* Work to do
Nothing but the line with "Exercise. Identify every instance of the corner" and the lines after it, through the end of the records below, is to be repeated, exactly as it is.

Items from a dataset
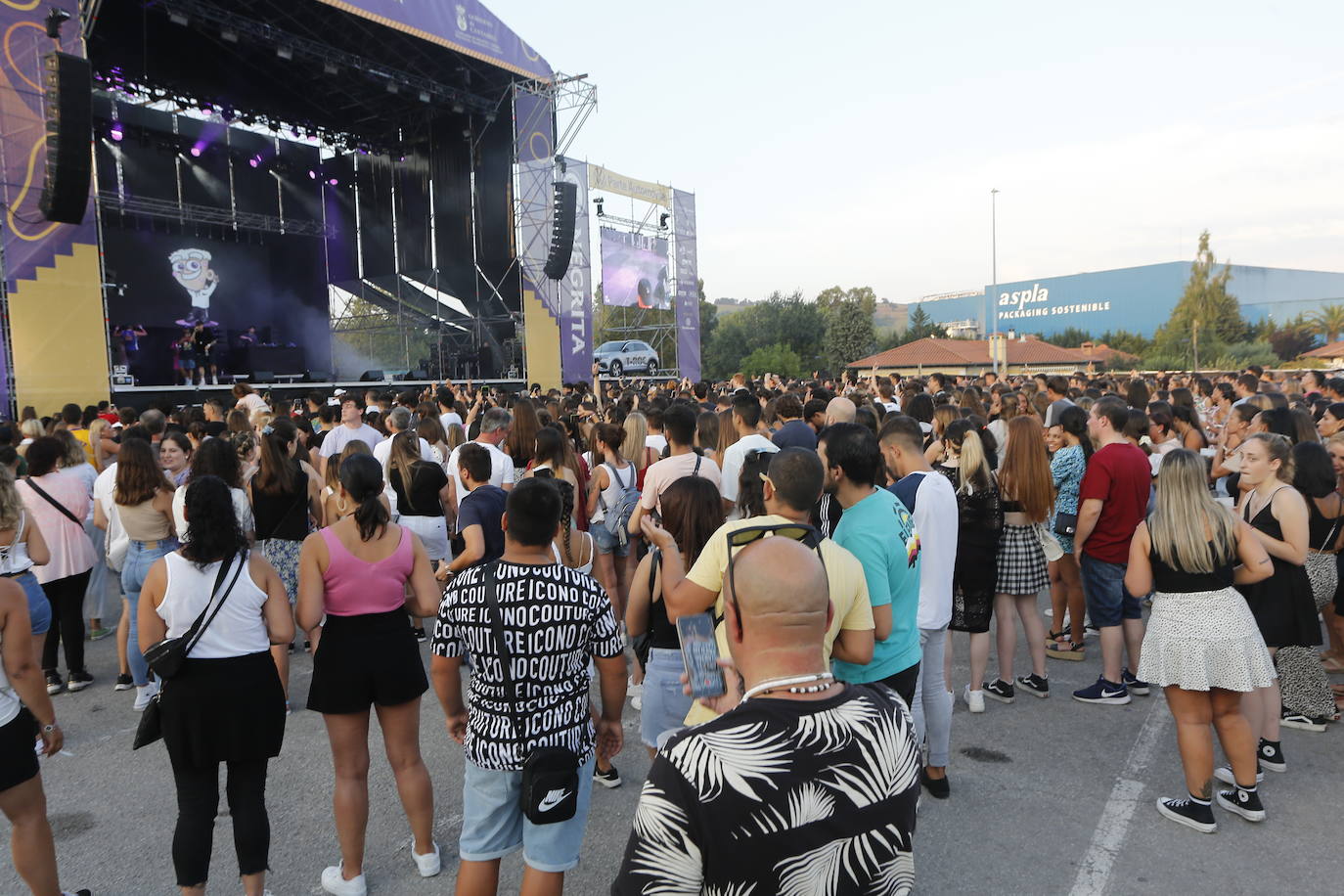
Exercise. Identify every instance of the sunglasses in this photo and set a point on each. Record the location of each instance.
(800, 532)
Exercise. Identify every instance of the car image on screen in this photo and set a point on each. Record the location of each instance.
(625, 356)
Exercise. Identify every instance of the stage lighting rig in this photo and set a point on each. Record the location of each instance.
(56, 19)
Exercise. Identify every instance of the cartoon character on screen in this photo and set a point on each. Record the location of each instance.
(191, 269)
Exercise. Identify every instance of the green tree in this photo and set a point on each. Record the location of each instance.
(848, 334)
(773, 359)
(1207, 319)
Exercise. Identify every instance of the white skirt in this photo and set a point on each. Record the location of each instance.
(1202, 640)
(433, 533)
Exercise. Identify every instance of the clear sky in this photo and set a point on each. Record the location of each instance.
(856, 143)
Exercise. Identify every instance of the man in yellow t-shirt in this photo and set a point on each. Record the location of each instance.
(791, 486)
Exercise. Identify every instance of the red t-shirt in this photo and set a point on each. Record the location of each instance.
(1120, 475)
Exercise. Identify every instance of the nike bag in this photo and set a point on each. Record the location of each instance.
(550, 774)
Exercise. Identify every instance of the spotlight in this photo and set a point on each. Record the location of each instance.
(56, 19)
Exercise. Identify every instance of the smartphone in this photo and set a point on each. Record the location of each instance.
(700, 653)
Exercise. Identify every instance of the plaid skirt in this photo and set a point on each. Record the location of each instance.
(1021, 563)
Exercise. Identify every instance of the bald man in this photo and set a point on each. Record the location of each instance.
(723, 806)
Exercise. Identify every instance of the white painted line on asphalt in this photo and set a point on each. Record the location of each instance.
(1095, 871)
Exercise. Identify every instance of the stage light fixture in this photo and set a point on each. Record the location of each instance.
(56, 19)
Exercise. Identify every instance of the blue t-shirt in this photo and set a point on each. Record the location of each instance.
(484, 507)
(880, 532)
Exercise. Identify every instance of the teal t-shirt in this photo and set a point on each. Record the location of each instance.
(882, 533)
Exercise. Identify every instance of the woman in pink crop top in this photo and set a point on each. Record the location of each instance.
(352, 580)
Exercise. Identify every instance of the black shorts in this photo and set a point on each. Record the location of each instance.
(18, 758)
(366, 659)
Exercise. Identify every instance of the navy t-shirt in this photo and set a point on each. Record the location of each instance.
(484, 508)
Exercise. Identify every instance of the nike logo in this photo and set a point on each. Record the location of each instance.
(553, 799)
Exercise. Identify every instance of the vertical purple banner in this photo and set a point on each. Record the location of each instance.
(687, 285)
(575, 299)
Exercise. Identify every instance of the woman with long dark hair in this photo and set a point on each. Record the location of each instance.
(693, 511)
(1202, 645)
(1027, 495)
(226, 705)
(355, 574)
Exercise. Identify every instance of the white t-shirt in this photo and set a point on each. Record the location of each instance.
(736, 456)
(937, 521)
(336, 441)
(502, 469)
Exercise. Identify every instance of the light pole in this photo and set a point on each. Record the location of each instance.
(994, 266)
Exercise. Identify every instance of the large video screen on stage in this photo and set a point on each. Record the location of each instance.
(165, 283)
(635, 270)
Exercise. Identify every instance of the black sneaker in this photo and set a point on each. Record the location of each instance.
(1272, 755)
(1133, 684)
(1243, 802)
(610, 778)
(1189, 813)
(1035, 686)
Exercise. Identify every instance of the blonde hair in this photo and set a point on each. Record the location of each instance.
(11, 503)
(1189, 531)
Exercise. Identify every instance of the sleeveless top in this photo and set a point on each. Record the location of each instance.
(283, 515)
(238, 629)
(356, 587)
(1172, 580)
(14, 557)
(1322, 531)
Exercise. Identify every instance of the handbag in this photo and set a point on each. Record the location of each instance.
(167, 655)
(550, 774)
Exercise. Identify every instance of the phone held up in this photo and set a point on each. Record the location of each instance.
(700, 654)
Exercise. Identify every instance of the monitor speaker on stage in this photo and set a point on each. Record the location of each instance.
(562, 229)
(67, 82)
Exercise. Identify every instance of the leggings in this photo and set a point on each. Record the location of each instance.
(198, 802)
(67, 597)
(931, 707)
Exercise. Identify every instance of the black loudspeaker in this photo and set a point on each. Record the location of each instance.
(562, 229)
(68, 86)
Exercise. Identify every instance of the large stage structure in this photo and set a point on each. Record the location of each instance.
(335, 187)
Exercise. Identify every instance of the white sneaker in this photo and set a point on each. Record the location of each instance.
(337, 885)
(144, 694)
(427, 864)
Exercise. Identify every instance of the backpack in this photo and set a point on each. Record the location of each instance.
(617, 517)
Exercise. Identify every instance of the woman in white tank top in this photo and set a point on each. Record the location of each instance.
(226, 705)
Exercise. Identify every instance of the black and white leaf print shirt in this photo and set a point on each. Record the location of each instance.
(556, 618)
(801, 798)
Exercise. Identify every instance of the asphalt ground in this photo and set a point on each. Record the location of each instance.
(1048, 797)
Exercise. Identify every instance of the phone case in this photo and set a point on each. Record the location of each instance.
(700, 653)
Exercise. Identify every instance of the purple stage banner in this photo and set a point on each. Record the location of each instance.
(687, 285)
(575, 297)
(464, 25)
(635, 270)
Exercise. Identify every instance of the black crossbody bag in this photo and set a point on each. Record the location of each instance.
(550, 774)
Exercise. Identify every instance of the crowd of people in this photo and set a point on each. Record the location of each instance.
(837, 532)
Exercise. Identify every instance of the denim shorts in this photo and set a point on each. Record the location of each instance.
(664, 705)
(39, 608)
(1103, 586)
(493, 824)
(606, 543)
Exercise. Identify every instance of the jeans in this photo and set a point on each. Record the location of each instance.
(198, 802)
(933, 704)
(133, 571)
(67, 597)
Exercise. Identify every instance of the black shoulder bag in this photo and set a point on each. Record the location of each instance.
(550, 774)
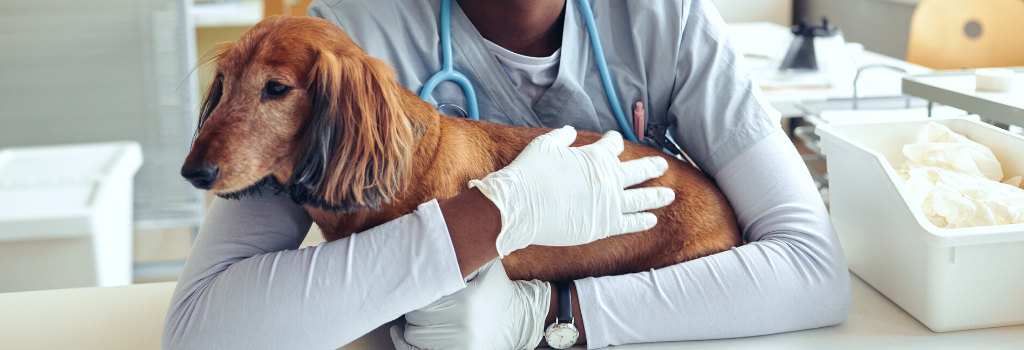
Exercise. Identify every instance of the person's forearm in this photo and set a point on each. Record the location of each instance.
(245, 286)
(473, 223)
(577, 314)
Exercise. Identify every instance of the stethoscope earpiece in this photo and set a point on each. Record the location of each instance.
(452, 110)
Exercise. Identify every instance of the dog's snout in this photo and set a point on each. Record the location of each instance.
(201, 177)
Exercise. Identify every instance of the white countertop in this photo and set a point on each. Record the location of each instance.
(131, 317)
(766, 41)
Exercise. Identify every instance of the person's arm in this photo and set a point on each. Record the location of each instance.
(245, 286)
(791, 276)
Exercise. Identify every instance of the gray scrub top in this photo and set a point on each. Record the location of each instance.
(674, 56)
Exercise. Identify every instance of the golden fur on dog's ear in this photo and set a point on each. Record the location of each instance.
(216, 89)
(358, 142)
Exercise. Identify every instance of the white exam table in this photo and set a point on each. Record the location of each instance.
(131, 317)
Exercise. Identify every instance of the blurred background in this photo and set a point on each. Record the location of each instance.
(98, 104)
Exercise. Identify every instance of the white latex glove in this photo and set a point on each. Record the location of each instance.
(553, 194)
(492, 312)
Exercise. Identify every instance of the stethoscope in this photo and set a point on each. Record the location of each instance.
(448, 73)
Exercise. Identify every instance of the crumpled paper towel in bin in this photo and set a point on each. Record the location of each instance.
(955, 183)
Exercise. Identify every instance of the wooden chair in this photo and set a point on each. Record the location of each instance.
(960, 34)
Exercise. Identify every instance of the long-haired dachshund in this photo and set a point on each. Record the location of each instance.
(298, 105)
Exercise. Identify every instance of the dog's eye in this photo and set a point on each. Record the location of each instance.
(274, 90)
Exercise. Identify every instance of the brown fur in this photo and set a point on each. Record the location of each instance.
(390, 151)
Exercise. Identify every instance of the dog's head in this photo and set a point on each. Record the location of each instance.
(297, 103)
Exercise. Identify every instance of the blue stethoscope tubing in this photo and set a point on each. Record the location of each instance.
(448, 72)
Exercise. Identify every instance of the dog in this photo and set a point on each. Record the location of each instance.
(298, 106)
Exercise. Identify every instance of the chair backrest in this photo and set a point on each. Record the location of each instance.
(958, 34)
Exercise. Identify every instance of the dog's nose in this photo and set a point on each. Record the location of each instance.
(201, 177)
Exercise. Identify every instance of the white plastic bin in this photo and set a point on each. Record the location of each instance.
(949, 279)
(66, 215)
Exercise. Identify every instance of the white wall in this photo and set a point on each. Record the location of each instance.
(778, 11)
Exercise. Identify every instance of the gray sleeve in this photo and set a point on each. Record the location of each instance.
(792, 275)
(716, 106)
(245, 286)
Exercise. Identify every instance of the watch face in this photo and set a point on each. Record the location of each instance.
(561, 338)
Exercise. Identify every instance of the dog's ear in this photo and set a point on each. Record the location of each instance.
(216, 89)
(358, 142)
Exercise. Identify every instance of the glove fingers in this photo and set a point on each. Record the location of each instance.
(639, 200)
(562, 136)
(611, 141)
(637, 171)
(399, 340)
(637, 222)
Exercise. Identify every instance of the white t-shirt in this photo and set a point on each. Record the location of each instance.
(530, 76)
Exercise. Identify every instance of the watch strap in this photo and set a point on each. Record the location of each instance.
(564, 303)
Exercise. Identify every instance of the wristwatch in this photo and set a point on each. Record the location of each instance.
(562, 334)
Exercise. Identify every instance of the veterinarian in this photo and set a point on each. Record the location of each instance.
(531, 63)
(245, 286)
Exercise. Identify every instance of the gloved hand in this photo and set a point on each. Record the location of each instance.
(553, 194)
(492, 312)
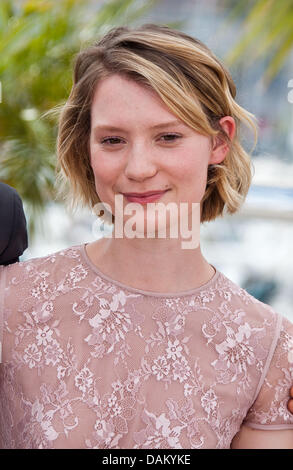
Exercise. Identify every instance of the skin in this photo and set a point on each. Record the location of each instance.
(141, 160)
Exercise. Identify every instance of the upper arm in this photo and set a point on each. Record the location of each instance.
(248, 438)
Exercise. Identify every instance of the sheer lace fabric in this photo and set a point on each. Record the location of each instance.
(90, 363)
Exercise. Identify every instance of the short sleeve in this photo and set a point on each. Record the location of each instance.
(269, 410)
(2, 296)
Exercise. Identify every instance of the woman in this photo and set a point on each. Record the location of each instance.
(135, 342)
(13, 231)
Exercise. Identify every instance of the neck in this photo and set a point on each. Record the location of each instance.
(159, 265)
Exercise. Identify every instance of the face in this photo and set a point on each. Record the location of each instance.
(138, 145)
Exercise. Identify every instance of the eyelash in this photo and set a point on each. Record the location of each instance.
(106, 140)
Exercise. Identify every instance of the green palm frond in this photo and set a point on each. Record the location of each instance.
(38, 40)
(267, 33)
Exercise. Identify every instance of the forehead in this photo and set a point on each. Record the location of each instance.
(117, 97)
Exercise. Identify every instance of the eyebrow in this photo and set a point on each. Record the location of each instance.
(107, 127)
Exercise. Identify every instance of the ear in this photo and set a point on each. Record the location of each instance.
(220, 148)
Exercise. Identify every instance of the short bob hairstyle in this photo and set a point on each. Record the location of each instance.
(189, 79)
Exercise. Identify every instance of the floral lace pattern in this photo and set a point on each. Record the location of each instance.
(88, 363)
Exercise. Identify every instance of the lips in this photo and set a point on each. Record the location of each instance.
(149, 193)
(144, 198)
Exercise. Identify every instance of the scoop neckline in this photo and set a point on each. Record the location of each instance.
(185, 293)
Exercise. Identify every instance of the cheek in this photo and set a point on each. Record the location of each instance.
(105, 169)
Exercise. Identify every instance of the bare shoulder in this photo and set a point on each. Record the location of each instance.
(249, 438)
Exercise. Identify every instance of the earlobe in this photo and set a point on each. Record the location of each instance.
(220, 146)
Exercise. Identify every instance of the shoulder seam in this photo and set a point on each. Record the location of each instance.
(270, 355)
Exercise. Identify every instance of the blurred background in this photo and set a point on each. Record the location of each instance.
(38, 40)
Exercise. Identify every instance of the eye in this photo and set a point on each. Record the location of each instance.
(171, 137)
(109, 140)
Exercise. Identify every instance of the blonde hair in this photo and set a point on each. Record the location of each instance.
(189, 79)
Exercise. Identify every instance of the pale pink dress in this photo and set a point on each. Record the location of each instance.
(88, 362)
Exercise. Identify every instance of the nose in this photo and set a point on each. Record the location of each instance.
(140, 163)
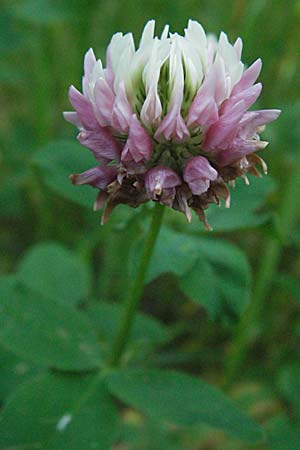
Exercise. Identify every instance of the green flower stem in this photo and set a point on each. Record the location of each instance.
(288, 215)
(135, 292)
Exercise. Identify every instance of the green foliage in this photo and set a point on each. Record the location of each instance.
(65, 412)
(56, 161)
(45, 331)
(57, 266)
(181, 400)
(210, 272)
(246, 201)
(52, 271)
(106, 319)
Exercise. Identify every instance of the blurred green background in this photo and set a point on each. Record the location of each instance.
(255, 355)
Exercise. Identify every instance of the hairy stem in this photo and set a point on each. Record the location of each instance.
(134, 294)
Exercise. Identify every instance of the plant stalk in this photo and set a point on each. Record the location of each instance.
(134, 294)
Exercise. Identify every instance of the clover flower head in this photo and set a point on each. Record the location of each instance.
(169, 121)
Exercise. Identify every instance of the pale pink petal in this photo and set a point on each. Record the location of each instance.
(172, 127)
(72, 117)
(204, 111)
(198, 173)
(238, 45)
(98, 177)
(88, 64)
(104, 102)
(248, 78)
(159, 178)
(239, 149)
(249, 96)
(122, 112)
(139, 144)
(84, 109)
(225, 128)
(102, 144)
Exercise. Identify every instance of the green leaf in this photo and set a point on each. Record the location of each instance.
(56, 161)
(289, 385)
(283, 434)
(55, 272)
(42, 12)
(289, 284)
(13, 371)
(64, 412)
(245, 202)
(232, 273)
(45, 331)
(199, 284)
(211, 272)
(174, 252)
(106, 318)
(182, 400)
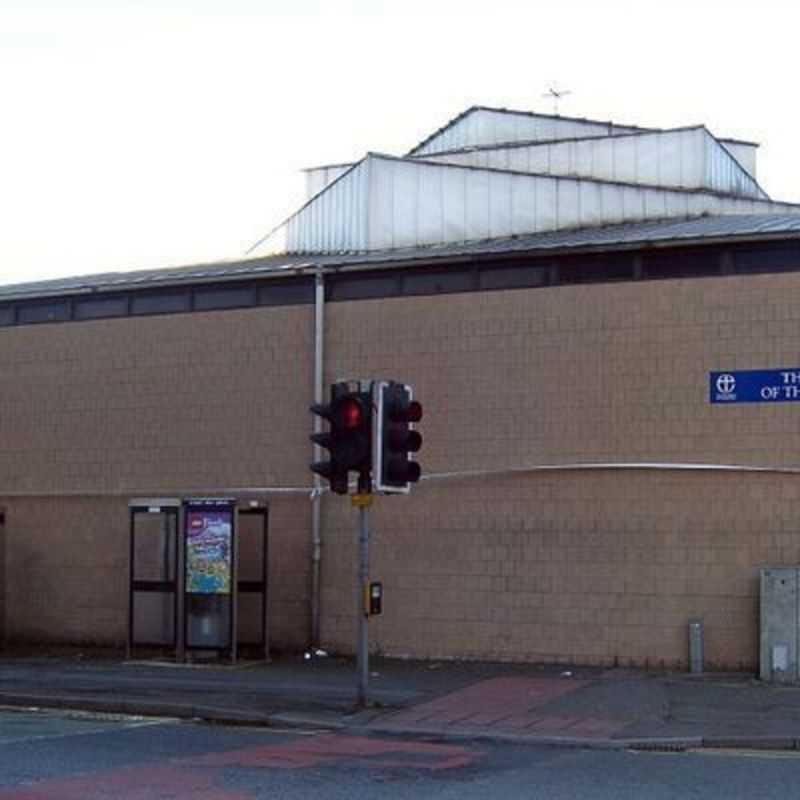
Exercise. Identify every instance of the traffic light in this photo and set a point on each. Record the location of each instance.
(349, 439)
(395, 439)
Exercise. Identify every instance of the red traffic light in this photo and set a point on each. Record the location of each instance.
(352, 414)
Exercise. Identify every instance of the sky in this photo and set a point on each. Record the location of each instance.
(137, 134)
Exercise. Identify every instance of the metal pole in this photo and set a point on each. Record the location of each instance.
(363, 501)
(316, 501)
(363, 617)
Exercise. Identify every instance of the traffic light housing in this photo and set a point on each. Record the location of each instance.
(348, 439)
(395, 440)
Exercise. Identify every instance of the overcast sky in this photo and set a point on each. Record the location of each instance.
(147, 133)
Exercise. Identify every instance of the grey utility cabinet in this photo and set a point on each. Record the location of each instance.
(780, 620)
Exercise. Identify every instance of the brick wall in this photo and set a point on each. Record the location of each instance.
(154, 405)
(597, 567)
(593, 566)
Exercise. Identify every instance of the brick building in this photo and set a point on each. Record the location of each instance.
(557, 291)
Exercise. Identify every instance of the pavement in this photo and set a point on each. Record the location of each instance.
(447, 700)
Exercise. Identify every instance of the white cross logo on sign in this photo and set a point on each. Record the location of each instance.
(726, 383)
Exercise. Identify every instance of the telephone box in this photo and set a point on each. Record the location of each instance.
(193, 579)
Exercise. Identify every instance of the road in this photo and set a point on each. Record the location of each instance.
(86, 757)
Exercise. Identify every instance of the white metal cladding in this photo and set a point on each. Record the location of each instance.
(686, 158)
(744, 153)
(317, 178)
(483, 126)
(386, 203)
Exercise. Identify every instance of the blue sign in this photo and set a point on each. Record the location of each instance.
(755, 386)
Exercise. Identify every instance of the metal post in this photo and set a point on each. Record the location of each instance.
(363, 502)
(316, 498)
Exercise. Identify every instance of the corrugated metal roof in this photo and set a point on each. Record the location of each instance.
(670, 232)
(613, 126)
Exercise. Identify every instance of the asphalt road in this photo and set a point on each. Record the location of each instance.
(85, 757)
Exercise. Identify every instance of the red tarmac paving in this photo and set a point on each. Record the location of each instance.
(508, 705)
(202, 777)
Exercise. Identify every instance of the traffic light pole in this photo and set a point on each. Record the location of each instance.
(363, 501)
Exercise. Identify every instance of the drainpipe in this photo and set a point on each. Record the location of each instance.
(316, 500)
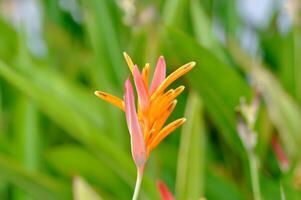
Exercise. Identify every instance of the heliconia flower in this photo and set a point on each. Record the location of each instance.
(164, 191)
(146, 120)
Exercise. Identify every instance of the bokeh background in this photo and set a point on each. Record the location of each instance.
(58, 141)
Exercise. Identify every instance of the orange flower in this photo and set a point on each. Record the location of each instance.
(154, 106)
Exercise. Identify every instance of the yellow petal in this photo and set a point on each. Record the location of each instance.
(164, 132)
(129, 61)
(111, 99)
(158, 124)
(157, 106)
(172, 77)
(145, 74)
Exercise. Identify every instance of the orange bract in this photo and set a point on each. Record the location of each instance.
(154, 107)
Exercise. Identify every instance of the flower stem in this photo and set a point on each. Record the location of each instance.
(140, 171)
(254, 176)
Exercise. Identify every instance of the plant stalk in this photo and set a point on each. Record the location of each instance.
(140, 171)
(254, 176)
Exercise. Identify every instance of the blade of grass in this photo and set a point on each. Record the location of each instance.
(190, 171)
(283, 110)
(220, 94)
(27, 141)
(37, 185)
(71, 160)
(71, 119)
(83, 191)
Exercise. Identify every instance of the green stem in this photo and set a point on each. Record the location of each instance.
(140, 171)
(254, 176)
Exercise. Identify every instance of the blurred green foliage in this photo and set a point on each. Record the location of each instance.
(54, 130)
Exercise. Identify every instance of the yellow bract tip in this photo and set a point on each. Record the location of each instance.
(128, 61)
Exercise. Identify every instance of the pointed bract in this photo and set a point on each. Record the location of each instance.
(141, 89)
(164, 191)
(159, 74)
(137, 140)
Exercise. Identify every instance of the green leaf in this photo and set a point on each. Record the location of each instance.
(38, 185)
(83, 191)
(190, 171)
(72, 160)
(105, 42)
(64, 108)
(283, 110)
(220, 95)
(220, 187)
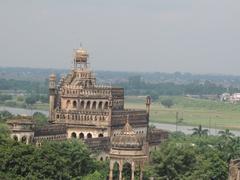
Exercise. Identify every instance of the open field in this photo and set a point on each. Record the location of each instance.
(213, 114)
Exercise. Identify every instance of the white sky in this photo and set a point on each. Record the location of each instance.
(198, 36)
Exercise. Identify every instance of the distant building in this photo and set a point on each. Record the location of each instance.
(82, 109)
(234, 98)
(225, 97)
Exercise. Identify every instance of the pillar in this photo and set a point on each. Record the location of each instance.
(120, 170)
(141, 171)
(111, 170)
(133, 170)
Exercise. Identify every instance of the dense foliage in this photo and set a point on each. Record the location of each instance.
(28, 86)
(194, 157)
(53, 160)
(136, 86)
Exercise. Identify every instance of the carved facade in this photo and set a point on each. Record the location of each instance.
(80, 108)
(90, 110)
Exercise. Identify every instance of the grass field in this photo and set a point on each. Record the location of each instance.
(214, 114)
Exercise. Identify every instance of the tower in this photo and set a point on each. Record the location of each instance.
(52, 95)
(128, 148)
(148, 105)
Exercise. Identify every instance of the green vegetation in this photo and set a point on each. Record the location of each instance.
(191, 111)
(167, 102)
(53, 160)
(193, 157)
(136, 86)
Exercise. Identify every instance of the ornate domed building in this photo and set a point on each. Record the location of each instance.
(95, 113)
(128, 148)
(88, 109)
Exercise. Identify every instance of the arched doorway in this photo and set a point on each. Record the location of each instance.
(81, 136)
(24, 139)
(88, 105)
(127, 171)
(15, 138)
(68, 103)
(100, 105)
(116, 171)
(106, 105)
(82, 105)
(73, 135)
(74, 104)
(89, 135)
(94, 106)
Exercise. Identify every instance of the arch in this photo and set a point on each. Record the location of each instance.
(15, 138)
(68, 103)
(88, 105)
(81, 136)
(82, 105)
(100, 135)
(100, 105)
(74, 104)
(127, 170)
(94, 105)
(106, 105)
(115, 170)
(89, 136)
(73, 135)
(24, 139)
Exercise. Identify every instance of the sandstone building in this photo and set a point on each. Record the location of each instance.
(80, 108)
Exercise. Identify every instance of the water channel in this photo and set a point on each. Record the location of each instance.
(164, 126)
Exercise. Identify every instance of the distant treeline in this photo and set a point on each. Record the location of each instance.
(136, 86)
(28, 86)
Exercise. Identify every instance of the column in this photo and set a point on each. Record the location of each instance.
(111, 171)
(141, 171)
(120, 170)
(133, 170)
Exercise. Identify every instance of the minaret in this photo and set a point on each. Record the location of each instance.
(148, 104)
(52, 95)
(80, 58)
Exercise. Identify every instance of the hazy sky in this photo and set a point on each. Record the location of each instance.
(199, 36)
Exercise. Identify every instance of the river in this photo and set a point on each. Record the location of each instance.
(164, 126)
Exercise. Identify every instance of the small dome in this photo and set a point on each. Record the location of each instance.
(81, 55)
(52, 76)
(127, 139)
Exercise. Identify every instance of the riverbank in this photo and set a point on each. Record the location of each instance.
(165, 126)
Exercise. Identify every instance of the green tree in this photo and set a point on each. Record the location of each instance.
(199, 131)
(226, 134)
(40, 118)
(167, 102)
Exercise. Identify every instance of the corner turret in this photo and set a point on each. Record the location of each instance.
(52, 95)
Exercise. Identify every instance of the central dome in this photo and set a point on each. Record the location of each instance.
(127, 139)
(81, 55)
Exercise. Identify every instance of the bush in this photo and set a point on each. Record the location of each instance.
(167, 102)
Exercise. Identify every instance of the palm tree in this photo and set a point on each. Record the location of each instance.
(226, 134)
(200, 131)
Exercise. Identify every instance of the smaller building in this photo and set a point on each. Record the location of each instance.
(22, 128)
(128, 148)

* Task output
Exercise. Identify every instance of the corner turret in this photo and set a point on each. Record the location of each instance.
(52, 95)
Exercise. Identify every instance of the central dome in this photo and set a point on each. Record the location of each instance.
(127, 139)
(81, 55)
Exercise. Identify every instance of the bush in this photo and set a point on each. Record the location of each instance.
(167, 102)
Exercise. Identify every instance of the palm tree in this photo and set a point on each. Record the location of each instance.
(226, 134)
(200, 131)
Exercise. Identify every instance of the smaller building in this photo and set a point on each. Record the location of each instance.
(22, 128)
(128, 148)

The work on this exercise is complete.